= EXCERPTED PASSAGE =
------
But refusing new permits would “send a climate signal to investors and consumers that the UK is committed” to its climate goals, said committee chair and former Conservative environment secretary Lord Deben, adding he would support a moratorium on North Sea drilling.

Despite the committee’s disquiet over the prospect of new drilling, its ultimate judgement “is likely to boost controversial government plans to license new oil and gas fields in the North Sea,” writes The Guardian.

Those plans are being boosted by the Conservative Party’s Net Zero Scrutiny Group (NZSG), which has been critical of the UK’s efforts to reach net-zero by 2050. NZSG leader Craig Mackinlay told the BBC that the role of the group is to “scrutinize” and focus on “energy security, affordability, practicality; are the vulnerable protected and is there a better way?”

The NZSG is calling for the UK to embrace domestic fracked gas as a “transition fuel” while waiting for nuclear to ramp up. But that ignores the fact that the UK is very much connected to the global market for gas, the BBC notes, citing Carbon Brief analyst Simon Evans. Any domestic gas produced “would be feeding into that market and, barring export controls, would be sold to the highest bidder on the market,” Evans said.

“New North Sea oil and gas developments send out totally the wrong signals both to UK businesses and consumers and the wider world,” Greens MP Caroline Lucas told The Guardian. “These licences don’t make climate sense, they don’t make diplomatic sense, and they don’t make financial sense, and no amount of so-called climate compatibility tests will change that.”

Still, climate campaigners welcomed the committee’s recommendation that all licences, even those previously issued, such as that for the controversial Cambo oilfield, should be subject to a climate test. 

It is “reassuring” that the committee should so roundly refute the Johnson government’s plan to subject only new licences to such tests, said Danny Gross, campaigner at Friends of the Earth.
------
= EXTRACTED MATERIAL =
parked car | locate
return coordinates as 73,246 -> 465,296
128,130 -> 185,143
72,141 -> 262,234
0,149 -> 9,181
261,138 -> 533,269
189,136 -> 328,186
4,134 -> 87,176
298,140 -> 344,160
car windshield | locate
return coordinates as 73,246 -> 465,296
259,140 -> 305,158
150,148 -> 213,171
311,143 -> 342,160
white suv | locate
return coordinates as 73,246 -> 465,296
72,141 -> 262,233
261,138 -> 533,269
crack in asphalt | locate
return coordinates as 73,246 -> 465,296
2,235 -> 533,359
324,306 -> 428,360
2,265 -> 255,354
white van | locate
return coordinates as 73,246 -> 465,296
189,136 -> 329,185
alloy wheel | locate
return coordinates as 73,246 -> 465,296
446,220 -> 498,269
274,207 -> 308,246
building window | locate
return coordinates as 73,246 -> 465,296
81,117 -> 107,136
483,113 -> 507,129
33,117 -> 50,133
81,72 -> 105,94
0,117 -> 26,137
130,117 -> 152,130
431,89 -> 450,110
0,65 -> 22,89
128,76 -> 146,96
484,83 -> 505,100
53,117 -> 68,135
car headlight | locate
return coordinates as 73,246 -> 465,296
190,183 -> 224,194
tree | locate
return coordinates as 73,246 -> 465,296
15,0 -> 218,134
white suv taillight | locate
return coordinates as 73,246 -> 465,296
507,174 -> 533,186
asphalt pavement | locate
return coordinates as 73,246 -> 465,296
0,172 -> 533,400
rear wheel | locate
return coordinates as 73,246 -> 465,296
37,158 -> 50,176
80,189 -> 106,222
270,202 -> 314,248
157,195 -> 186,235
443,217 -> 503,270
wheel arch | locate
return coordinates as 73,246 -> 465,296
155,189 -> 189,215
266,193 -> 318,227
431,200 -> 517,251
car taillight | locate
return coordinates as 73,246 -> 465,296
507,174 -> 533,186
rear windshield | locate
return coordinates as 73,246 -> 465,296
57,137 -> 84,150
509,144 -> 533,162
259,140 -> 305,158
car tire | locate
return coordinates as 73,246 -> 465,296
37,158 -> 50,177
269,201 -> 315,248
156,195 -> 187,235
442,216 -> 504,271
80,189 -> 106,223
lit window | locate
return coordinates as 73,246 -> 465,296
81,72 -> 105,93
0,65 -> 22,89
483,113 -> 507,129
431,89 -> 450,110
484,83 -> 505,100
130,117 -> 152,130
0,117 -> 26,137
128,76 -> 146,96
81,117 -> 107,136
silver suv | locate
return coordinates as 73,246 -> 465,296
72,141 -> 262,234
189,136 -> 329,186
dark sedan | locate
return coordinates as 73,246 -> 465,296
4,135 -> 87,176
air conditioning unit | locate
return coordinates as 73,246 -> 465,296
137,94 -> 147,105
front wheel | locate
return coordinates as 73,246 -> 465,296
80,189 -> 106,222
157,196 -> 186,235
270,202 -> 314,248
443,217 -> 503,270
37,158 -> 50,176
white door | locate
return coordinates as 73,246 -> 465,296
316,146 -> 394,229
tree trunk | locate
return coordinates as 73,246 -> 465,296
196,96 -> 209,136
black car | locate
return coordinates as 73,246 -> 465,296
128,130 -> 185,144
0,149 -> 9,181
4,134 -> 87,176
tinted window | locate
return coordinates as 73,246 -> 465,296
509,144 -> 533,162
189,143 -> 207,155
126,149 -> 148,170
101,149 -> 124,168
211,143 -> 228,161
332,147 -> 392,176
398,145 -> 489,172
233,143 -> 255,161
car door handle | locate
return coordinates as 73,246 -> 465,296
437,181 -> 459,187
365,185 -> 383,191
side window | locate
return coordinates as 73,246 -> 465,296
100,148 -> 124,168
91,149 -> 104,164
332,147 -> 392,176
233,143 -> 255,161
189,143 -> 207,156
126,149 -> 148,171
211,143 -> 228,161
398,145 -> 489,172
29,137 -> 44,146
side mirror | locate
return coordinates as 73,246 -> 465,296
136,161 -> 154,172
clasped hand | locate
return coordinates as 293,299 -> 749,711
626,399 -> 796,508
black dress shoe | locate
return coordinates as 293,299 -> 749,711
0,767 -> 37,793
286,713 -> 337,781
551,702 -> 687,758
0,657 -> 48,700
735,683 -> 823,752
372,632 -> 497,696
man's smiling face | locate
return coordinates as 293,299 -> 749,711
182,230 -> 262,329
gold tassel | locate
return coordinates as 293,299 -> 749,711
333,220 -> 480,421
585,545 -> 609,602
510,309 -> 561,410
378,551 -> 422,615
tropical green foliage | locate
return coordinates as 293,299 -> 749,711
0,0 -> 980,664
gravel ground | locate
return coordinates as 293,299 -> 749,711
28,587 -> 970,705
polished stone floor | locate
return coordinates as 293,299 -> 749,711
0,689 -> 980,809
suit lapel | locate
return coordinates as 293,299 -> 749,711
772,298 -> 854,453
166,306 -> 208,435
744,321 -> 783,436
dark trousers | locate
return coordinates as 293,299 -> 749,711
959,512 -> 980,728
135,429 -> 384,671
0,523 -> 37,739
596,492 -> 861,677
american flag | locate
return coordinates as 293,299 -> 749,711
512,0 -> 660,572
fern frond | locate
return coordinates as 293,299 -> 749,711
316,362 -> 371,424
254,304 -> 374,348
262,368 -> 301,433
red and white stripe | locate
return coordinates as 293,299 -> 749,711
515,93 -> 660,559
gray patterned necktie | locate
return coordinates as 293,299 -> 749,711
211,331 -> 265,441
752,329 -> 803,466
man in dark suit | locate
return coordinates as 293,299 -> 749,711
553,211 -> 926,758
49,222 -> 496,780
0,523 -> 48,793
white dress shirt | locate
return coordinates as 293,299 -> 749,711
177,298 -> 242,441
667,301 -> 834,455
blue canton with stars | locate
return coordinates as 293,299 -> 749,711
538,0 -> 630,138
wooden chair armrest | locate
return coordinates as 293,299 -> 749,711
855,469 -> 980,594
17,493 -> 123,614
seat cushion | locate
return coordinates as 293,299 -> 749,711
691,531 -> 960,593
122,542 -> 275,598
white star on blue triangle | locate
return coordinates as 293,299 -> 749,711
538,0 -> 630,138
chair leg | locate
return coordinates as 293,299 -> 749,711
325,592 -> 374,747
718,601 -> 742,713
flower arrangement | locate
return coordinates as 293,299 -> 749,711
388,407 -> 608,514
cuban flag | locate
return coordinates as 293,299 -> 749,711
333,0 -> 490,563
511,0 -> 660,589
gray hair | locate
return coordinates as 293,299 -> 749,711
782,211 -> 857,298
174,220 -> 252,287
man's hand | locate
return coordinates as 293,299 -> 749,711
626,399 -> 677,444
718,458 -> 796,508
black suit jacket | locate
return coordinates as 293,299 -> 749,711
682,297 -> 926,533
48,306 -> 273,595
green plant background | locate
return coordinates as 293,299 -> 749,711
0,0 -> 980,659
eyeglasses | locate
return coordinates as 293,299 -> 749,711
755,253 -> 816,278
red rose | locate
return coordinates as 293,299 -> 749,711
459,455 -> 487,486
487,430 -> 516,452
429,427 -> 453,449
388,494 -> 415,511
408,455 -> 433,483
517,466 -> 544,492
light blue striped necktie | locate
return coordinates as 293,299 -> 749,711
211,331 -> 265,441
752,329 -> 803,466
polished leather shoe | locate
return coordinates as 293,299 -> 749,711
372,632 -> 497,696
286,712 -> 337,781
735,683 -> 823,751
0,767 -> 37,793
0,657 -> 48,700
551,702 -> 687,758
------
= DIRECTIONS =
Repeat the North Sea drilling passage word for word, starting at the words "Still, climate campaigners" and ending after "a climate test.".

= RESPONSE TO THE TASK =
Still, climate campaigners welcomed the committee’s recommendation that all licences, even those previously issued, such as that for the controversial Cambo oilfield, should be subject to a climate test.